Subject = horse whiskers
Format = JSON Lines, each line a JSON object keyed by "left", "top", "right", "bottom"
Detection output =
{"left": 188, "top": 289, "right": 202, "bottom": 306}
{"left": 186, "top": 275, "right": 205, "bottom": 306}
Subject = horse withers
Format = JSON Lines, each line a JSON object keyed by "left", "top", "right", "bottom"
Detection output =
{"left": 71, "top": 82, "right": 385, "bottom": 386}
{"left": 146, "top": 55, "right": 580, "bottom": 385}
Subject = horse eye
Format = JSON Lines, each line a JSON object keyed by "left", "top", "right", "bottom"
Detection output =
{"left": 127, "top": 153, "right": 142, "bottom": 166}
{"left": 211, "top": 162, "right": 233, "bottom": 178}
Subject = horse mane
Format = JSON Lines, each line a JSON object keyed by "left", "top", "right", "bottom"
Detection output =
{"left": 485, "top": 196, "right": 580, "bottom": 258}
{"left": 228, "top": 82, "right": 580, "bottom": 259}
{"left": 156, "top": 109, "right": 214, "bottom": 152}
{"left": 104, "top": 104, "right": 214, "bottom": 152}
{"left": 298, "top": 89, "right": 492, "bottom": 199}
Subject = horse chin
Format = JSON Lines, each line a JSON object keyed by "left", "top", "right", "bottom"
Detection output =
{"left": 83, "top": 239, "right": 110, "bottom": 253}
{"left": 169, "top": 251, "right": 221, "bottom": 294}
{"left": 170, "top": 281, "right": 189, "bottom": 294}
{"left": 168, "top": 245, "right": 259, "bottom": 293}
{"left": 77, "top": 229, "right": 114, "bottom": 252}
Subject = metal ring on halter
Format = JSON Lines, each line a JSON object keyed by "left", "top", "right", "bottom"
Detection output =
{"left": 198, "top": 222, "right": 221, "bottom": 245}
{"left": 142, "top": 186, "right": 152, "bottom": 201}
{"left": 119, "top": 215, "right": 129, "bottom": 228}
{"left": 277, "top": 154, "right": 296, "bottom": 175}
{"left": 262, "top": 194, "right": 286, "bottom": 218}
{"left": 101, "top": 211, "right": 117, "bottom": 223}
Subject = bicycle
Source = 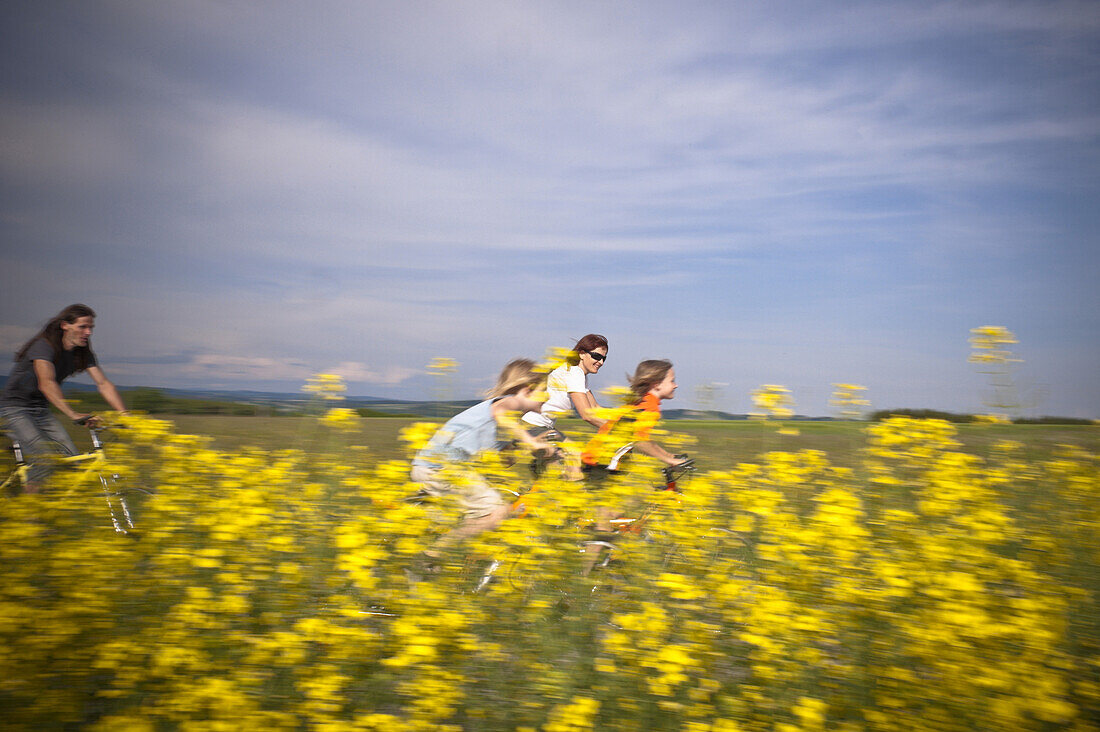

###

* **PROBLEM STATEMENT**
Pictures aside, retype all of the entries word for word.

* **OUTPUT OF THE EXERCISE**
Subject = horse whiskers
Format = JSON Lines, each line a JSON object keyed by "left", "top", "right", "bottom"
Detection output =
{"left": 188, "top": 289, "right": 202, "bottom": 306}
{"left": 186, "top": 275, "right": 205, "bottom": 306}
Subject = horse withers
Format = JSON Lines, each line a JSON object keyed by "left", "top", "right", "bottom"
Detection output =
{"left": 71, "top": 82, "right": 385, "bottom": 386}
{"left": 146, "top": 55, "right": 580, "bottom": 385}
Subject = horse eye
Format = JSON Lines, each line a JSON object keyed by "left", "top", "right", "bottom"
Detection output =
{"left": 127, "top": 153, "right": 142, "bottom": 166}
{"left": 211, "top": 162, "right": 233, "bottom": 178}
Subject = horse mane
Format = JSON Lines, each line a JSON object keyed by "left", "top", "right", "bottom"
Detection output =
{"left": 485, "top": 196, "right": 580, "bottom": 258}
{"left": 228, "top": 82, "right": 580, "bottom": 259}
{"left": 156, "top": 109, "right": 214, "bottom": 152}
{"left": 104, "top": 104, "right": 214, "bottom": 152}
{"left": 298, "top": 89, "right": 492, "bottom": 199}
Subject = horse chin
Format = JSON Lines, each line a JSON object keyed by "left", "top", "right", "bottom"
Detection output =
{"left": 83, "top": 239, "right": 110, "bottom": 253}
{"left": 169, "top": 251, "right": 221, "bottom": 294}
{"left": 170, "top": 281, "right": 189, "bottom": 294}
{"left": 168, "top": 245, "right": 259, "bottom": 293}
{"left": 77, "top": 229, "right": 114, "bottom": 252}
Subject = metal ring on halter
Format = JSON Lines, each line a JSON object keyed by "left", "top", "right", "bottom"
Detection output =
{"left": 198, "top": 222, "right": 221, "bottom": 245}
{"left": 142, "top": 186, "right": 152, "bottom": 201}
{"left": 119, "top": 215, "right": 129, "bottom": 228}
{"left": 277, "top": 154, "right": 296, "bottom": 175}
{"left": 262, "top": 194, "right": 286, "bottom": 218}
{"left": 101, "top": 211, "right": 117, "bottom": 223}
Subject = bicycle
Source = 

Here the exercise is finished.